TEXTAUSZUG -

****************************************

Nahrungsmittelverarbeitung bleibt dynamisch

In Nordafrikas Ländern bleibt die Nahrungsmittelverarbeitung im Fokus. Kein Wunder: Zum einen geht es um Exporterlöse, zum anderen um die Eigenversorgung.

Von Sherif Rohayem, Michael Sauermost, Peter Schmitz, Friedrich Henle | Kairo, Casablanca, Tunis, Berlin

Die Bandbreite von neuen Projekten der Nahrungsmittelindustrie in Nordafrika ist groß. Investoren aus dem Ausland spielen dabei eine große Rolle.

In Ägypten investieren vor allem die Etablierten

In einer Börsenmitteilung von Mitte Juni 2023 bestätigt Edita Industries aus Ägypten den Erwerb der Firma Fancy Food, die lokal gefrorene Backwaren produziert. In seine Neuakquise will der Hersteller von Snacks und Süßwaren einen Betrag von umgerechnet 12 Millionen US-Dollar (US$) investieren.

****************************************

DATENSÄTZE -
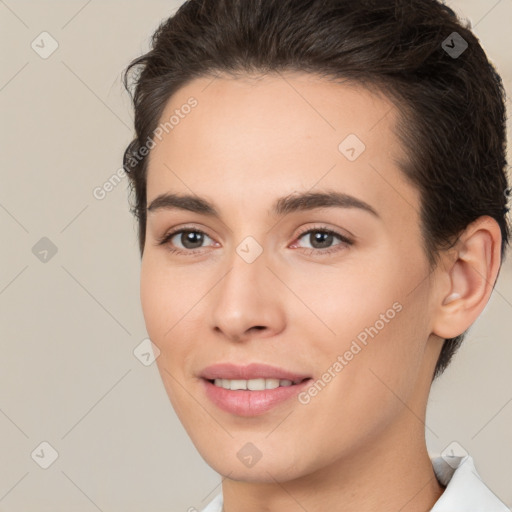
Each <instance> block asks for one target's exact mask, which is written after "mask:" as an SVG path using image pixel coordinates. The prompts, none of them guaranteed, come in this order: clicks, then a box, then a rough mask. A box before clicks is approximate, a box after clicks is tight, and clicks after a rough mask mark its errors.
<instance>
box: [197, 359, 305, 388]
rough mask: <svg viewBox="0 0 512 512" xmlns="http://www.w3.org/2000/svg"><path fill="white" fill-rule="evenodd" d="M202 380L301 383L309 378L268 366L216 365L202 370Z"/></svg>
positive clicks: (287, 371) (246, 365)
mask: <svg viewBox="0 0 512 512" xmlns="http://www.w3.org/2000/svg"><path fill="white" fill-rule="evenodd" d="M199 376H200V377H202V378H203V379H207V380H214V379H240V380H250V379H261V378H266V379H279V380H291V381H292V382H294V383H297V382H301V381H303V380H304V379H307V378H310V376H309V375H305V374H300V373H295V372H291V371H288V370H285V369H283V368H279V367H277V366H271V365H268V364H259V363H251V364H248V365H245V366H239V365H236V364H232V363H218V364H214V365H211V366H207V367H206V368H204V369H203V370H202V372H201V373H200V375H199Z"/></svg>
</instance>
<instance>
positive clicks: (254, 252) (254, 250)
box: [236, 236, 263, 263]
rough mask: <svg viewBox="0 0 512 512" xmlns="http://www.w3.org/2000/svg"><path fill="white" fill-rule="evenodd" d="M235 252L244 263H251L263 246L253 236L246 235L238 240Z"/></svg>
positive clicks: (254, 260)
mask: <svg viewBox="0 0 512 512" xmlns="http://www.w3.org/2000/svg"><path fill="white" fill-rule="evenodd" d="M236 252H237V254H238V255H239V256H240V257H241V258H242V259H243V260H244V261H245V262H246V263H252V262H253V261H255V260H256V258H258V256H259V255H260V254H261V253H262V252H263V247H261V245H260V244H259V243H258V242H257V241H256V239H255V238H253V237H252V236H247V237H245V238H244V239H243V240H242V241H241V242H240V244H239V245H238V247H237V248H236Z"/></svg>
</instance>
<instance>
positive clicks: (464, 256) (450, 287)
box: [432, 216, 501, 339]
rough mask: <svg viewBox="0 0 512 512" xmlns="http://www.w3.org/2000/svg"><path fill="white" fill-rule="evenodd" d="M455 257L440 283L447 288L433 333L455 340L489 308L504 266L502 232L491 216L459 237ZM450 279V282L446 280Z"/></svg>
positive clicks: (475, 223)
mask: <svg viewBox="0 0 512 512" xmlns="http://www.w3.org/2000/svg"><path fill="white" fill-rule="evenodd" d="M459 247H460V250H457V252H456V255H455V258H454V257H453V253H452V254H450V255H448V254H447V255H446V260H447V261H448V264H447V265H445V268H444V270H443V273H444V274H445V278H444V279H442V280H440V282H443V283H446V282H448V283H449V286H448V287H446V286H443V288H444V289H443V290H442V292H441V291H440V293H441V297H440V300H439V303H438V304H439V305H438V306H437V314H436V316H435V319H434V325H433V329H432V333H433V334H435V335H437V336H439V337H441V338H445V339H448V338H455V337H456V336H459V335H460V334H462V333H463V332H465V331H466V330H467V329H468V328H469V327H470V326H471V325H472V324H473V323H474V322H475V320H476V319H477V318H478V316H479V315H480V313H481V312H482V311H483V309H484V308H485V306H486V304H487V302H488V301H489V297H490V295H491V293H492V290H493V288H494V284H495V282H496V278H497V276H498V272H499V268H500V263H501V230H500V227H499V225H498V223H497V222H496V221H495V220H494V219H493V218H491V217H488V216H483V217H480V218H478V219H477V220H476V221H474V222H473V223H472V224H470V225H469V226H468V227H467V228H466V230H465V231H464V233H463V234H462V235H461V236H460V237H459ZM446 278H447V279H446Z"/></svg>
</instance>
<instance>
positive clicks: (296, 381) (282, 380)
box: [204, 377, 311, 391]
mask: <svg viewBox="0 0 512 512" xmlns="http://www.w3.org/2000/svg"><path fill="white" fill-rule="evenodd" d="M204 380H206V381H207V382H209V383H210V384H213V385H214V386H216V387H218V388H223V389H228V390H230V391H265V390H269V389H276V388H286V387H290V386H296V385H298V384H301V383H302V382H305V381H307V380H311V377H304V378H299V379H295V380H289V379H274V378H270V377H268V378H257V379H204Z"/></svg>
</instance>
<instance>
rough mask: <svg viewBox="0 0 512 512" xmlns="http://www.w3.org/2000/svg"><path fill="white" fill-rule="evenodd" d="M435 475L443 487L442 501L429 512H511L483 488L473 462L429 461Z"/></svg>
mask: <svg viewBox="0 0 512 512" xmlns="http://www.w3.org/2000/svg"><path fill="white" fill-rule="evenodd" d="M430 459H431V461H432V466H433V468H434V473H435V474H436V476H437V479H438V480H439V481H440V482H441V484H443V485H446V489H445V490H444V492H443V494H442V495H441V497H440V498H439V499H438V500H437V501H436V503H435V505H434V507H433V508H432V509H431V511H430V512H453V511H454V510H456V511H457V512H476V511H485V512H510V509H509V508H508V507H507V506H506V505H505V504H504V503H503V502H502V501H501V500H500V499H499V498H498V497H497V496H496V495H495V494H494V493H493V492H492V491H491V490H490V489H489V488H488V487H487V486H486V485H485V484H484V482H483V481H482V479H481V478H480V475H479V474H478V472H477V470H476V469H475V464H474V462H473V458H472V457H471V456H470V455H466V456H465V457H450V463H449V464H448V462H446V461H445V460H444V459H443V457H440V456H436V457H430Z"/></svg>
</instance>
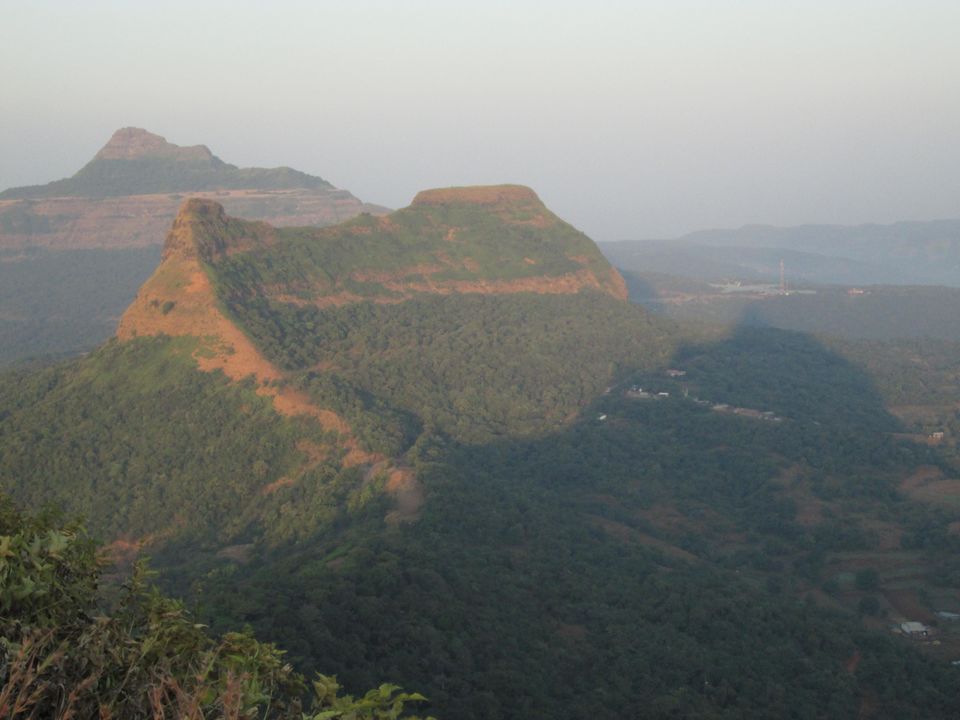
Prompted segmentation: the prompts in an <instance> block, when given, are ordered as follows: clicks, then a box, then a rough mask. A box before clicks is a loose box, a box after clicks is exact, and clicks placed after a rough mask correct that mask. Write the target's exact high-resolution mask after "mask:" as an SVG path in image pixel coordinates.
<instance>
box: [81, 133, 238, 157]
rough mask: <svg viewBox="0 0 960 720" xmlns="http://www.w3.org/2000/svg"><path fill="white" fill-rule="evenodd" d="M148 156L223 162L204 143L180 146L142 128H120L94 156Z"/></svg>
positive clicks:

****************************************

AUFGABEN -
**a)** Welchen Betrag will Edita Industries laut dem Textauszug über die Nahrungsmittelverarbeitung in Nordafrika in seine Neuakquise investieren?
**b)** Schreiben Sie die Fortsetzung des Textauszugs über die Nahrungsmittelverarbeitung in Nordafrika, anschließend an seinen letzten Satz.
Das Material stammt aus einer anderen Quelle.

ANTWORTEN -
**a)** Umgerechnet 12 Millionen US-Dollar.

**b)**
Die Qalaa Holding beabsichtigt eine ihrer Tochtergesellschaften an die ägyptische Börse zu bringen. Es geht um die National Printing Company, die eine der größten Herstellerinnen von Druck- und Verpackungserzeugnissen in Ägypten ist. Das Geld aus dem Börsengang soll in die Erweiterung von Kapazitäten fließen.

Existentieller ist das Thema Nahrungsmittelsicherheit. Insbesondere seit der Coronapandemie erweitert Ägypten verstärkt seine Kapazitäten zur Lagerung von Weizen und anderer Grundnahrungsmittel. Geber unterstützen das nordafrikanische Land dabei – wie etwa die Europäischen Union, die einen Kredit in  Höhe von 60 Millionen Euro zugesagt hat. Damit sollen neue Getreidesilos (hauptsächlich Weizen) gebaut und somit die Lagerkapazitäten um 450.000 Tonnen auf insgesamt 3,5 Millionen Tonnen gesteigert werden.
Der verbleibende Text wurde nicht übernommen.